*DO THIS:* Locate the line that contains "Each instance receives one keypoint. Mark the waterfall", then copy it and all later lines of the data below exactly, through the last one.
***** EXTRACTED INFORMATION
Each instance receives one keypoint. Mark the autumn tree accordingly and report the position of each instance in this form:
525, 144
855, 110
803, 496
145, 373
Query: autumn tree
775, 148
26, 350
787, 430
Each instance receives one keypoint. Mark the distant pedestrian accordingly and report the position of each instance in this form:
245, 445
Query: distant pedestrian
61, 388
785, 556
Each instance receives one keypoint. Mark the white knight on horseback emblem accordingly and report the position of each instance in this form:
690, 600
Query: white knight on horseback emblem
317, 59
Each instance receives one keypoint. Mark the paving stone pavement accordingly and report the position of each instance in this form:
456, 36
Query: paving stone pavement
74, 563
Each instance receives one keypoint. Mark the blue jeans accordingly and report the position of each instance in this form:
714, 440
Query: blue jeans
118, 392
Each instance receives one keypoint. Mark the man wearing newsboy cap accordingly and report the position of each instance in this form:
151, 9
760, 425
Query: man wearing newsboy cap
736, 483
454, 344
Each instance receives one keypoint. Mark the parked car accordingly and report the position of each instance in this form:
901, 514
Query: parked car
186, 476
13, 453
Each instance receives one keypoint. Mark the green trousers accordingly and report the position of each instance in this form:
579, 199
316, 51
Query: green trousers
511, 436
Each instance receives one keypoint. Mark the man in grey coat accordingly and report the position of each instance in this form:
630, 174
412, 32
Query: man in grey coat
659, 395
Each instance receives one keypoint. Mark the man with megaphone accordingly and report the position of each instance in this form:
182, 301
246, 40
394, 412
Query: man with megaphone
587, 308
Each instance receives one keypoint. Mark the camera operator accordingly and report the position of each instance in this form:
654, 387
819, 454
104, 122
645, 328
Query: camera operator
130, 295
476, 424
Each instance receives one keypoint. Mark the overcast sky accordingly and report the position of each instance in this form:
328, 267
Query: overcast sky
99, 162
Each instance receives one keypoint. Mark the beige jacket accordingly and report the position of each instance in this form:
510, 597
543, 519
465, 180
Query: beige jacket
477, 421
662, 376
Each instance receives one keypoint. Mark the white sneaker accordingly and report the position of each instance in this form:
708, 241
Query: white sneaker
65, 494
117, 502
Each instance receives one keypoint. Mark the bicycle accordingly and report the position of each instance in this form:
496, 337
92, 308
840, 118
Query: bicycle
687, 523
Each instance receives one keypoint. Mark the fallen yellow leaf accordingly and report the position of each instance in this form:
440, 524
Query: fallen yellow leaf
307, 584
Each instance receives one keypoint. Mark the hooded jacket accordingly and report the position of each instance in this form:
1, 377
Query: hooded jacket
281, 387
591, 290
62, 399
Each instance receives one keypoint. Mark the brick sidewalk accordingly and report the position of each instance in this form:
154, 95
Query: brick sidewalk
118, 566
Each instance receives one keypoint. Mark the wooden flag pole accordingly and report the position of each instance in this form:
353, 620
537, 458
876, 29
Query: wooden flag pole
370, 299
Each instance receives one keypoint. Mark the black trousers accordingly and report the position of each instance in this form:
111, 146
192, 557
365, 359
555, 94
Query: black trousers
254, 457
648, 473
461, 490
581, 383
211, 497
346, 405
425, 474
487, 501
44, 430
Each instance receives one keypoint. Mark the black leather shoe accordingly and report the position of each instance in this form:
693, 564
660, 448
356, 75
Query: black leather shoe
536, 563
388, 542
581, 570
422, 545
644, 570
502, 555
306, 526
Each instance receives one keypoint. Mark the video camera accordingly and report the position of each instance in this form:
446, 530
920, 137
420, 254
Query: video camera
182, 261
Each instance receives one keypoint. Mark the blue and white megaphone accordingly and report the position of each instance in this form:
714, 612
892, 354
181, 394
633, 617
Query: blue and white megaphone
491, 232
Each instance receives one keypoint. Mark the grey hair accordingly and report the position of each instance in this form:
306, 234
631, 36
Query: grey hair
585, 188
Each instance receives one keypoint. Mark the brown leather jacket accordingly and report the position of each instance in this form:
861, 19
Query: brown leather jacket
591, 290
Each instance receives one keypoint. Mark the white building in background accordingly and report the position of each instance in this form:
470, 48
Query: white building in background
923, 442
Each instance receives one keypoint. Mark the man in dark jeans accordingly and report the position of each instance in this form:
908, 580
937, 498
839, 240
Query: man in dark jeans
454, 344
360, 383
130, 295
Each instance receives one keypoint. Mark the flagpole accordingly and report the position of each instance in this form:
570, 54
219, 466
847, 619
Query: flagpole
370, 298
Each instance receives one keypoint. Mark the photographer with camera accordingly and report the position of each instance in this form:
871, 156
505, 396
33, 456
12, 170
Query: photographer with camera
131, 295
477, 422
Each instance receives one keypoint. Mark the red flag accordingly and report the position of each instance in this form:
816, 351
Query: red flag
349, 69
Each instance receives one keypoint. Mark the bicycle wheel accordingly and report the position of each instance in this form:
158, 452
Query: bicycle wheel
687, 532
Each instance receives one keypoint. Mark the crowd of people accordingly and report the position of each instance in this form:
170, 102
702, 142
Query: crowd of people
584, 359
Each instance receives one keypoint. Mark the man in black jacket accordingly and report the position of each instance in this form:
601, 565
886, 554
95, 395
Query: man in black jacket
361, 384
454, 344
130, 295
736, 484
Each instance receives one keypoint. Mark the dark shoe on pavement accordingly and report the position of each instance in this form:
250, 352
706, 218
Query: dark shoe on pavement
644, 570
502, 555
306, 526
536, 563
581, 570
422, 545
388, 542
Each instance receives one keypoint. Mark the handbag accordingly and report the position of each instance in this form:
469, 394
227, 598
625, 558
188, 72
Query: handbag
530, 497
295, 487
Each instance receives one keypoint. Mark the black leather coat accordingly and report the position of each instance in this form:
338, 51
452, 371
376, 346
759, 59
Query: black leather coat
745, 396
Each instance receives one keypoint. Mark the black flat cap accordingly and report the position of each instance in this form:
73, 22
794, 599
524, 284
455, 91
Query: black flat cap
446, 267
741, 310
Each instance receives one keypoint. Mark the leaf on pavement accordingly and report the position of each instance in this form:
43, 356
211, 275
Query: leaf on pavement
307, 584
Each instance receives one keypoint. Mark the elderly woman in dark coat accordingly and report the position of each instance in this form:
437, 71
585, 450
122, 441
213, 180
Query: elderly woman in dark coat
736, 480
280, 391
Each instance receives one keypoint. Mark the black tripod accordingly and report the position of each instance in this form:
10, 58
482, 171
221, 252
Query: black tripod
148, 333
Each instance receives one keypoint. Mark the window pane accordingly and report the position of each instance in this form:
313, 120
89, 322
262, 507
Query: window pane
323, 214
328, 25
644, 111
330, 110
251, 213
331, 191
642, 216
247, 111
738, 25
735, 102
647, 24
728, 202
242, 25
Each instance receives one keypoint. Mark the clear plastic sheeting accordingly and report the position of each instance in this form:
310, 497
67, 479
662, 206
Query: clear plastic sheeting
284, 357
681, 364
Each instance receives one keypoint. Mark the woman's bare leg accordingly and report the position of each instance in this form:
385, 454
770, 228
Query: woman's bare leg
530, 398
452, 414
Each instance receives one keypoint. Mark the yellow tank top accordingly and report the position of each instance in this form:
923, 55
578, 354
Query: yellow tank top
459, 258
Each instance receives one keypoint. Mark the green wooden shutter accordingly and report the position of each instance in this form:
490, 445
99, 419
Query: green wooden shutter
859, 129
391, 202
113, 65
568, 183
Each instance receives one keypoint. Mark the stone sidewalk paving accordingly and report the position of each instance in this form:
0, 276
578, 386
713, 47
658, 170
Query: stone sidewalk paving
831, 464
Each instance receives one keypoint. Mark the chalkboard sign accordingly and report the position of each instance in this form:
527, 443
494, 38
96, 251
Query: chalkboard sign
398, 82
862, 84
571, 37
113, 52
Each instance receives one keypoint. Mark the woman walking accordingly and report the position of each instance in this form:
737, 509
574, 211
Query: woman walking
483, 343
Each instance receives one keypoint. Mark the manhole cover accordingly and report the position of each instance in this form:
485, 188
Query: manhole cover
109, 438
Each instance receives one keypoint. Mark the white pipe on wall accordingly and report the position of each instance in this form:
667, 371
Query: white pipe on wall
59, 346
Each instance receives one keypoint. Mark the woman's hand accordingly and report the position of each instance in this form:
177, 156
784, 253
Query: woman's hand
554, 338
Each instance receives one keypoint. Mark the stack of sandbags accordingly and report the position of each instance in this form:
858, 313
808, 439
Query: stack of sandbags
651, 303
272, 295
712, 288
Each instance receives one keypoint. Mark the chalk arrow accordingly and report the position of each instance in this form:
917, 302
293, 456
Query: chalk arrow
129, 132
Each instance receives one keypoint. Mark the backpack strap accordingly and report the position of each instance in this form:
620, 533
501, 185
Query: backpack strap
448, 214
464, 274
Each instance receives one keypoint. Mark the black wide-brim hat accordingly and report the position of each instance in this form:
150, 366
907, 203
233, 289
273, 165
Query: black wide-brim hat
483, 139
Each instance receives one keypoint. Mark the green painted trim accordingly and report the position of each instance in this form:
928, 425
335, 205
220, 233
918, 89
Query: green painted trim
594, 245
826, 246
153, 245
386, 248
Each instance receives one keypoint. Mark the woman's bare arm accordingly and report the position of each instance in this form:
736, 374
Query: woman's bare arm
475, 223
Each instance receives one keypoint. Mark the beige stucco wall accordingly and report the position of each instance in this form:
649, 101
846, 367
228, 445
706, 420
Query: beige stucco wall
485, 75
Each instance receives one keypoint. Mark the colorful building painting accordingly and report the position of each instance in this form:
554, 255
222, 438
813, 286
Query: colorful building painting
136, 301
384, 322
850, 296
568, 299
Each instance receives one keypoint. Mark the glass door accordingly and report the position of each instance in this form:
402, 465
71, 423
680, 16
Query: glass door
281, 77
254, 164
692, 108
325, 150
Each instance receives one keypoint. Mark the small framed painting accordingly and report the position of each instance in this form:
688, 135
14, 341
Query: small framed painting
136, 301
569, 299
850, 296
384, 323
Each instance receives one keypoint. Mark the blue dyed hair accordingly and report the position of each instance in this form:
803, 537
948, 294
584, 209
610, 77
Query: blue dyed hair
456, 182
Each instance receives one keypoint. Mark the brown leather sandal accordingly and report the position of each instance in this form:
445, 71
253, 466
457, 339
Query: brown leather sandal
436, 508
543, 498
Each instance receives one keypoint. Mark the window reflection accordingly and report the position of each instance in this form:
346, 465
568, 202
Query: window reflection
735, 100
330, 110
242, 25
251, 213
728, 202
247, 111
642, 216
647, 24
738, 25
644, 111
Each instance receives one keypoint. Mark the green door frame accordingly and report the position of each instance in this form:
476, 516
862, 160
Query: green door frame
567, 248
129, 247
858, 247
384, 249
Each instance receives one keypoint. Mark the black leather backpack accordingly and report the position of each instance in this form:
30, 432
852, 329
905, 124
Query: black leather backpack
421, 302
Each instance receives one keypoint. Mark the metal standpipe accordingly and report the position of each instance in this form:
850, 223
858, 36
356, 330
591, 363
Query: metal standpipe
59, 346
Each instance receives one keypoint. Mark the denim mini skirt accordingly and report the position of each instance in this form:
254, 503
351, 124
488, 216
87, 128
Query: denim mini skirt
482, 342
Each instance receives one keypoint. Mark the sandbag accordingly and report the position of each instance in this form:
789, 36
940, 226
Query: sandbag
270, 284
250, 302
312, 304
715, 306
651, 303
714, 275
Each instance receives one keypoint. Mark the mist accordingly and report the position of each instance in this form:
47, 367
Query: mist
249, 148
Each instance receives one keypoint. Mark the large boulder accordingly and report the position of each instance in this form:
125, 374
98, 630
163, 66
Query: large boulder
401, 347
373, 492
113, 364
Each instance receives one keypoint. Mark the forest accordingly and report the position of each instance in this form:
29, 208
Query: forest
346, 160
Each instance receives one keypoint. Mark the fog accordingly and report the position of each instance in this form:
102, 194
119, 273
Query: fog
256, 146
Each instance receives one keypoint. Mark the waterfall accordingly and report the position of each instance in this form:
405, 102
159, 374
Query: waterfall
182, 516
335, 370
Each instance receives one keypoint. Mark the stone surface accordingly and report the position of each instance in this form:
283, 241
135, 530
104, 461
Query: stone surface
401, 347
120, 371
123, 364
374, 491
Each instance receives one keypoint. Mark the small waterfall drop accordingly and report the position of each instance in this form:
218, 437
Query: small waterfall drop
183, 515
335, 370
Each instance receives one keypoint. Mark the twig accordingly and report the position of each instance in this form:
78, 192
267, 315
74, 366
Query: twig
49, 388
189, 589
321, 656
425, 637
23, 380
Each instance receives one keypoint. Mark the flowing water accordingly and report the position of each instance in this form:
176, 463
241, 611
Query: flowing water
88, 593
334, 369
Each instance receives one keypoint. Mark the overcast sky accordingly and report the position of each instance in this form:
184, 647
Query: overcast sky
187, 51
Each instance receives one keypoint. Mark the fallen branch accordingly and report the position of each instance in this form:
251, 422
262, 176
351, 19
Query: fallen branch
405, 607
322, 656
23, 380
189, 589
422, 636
**********
*EXERCISE RESPONSE:*
Each instance receives one keypoint. Mark the waterfall accordingly and report the position of each instance in this form:
405, 102
159, 374
Query: waterfall
182, 516
335, 370
Each instance receives one keypoint. Mark the stone surface accordingly and report the position of each instance in this form:
283, 241
135, 530
104, 461
Query: stone surface
401, 347
120, 371
123, 364
374, 491
Each instance receives one keypoint. Mark the small waterfall drop accordingly and report the position of each instance in this form:
218, 437
Query: small waterfall drop
183, 515
335, 370
Each instance receives one keypoint. Mark the twig accordingly and report the position of each instance in this form:
78, 192
267, 315
74, 366
Query: twig
49, 388
189, 589
321, 656
425, 637
23, 380
Each instance receives one keypoint. Mark the flowing water accordingly and report the position of each instance in this form:
176, 463
241, 611
Query: flowing water
88, 593
334, 369
Each instance receives one keypoint. Mark the overcast sky accordingly and report the position of each instance in this form:
184, 647
Query: overcast sky
187, 51
Each instance receives one keypoint. Mark the fallen branch accordingly and report the position of each instance in this form:
251, 422
262, 176
351, 19
Query: fallen branch
405, 607
322, 656
23, 380
189, 589
422, 636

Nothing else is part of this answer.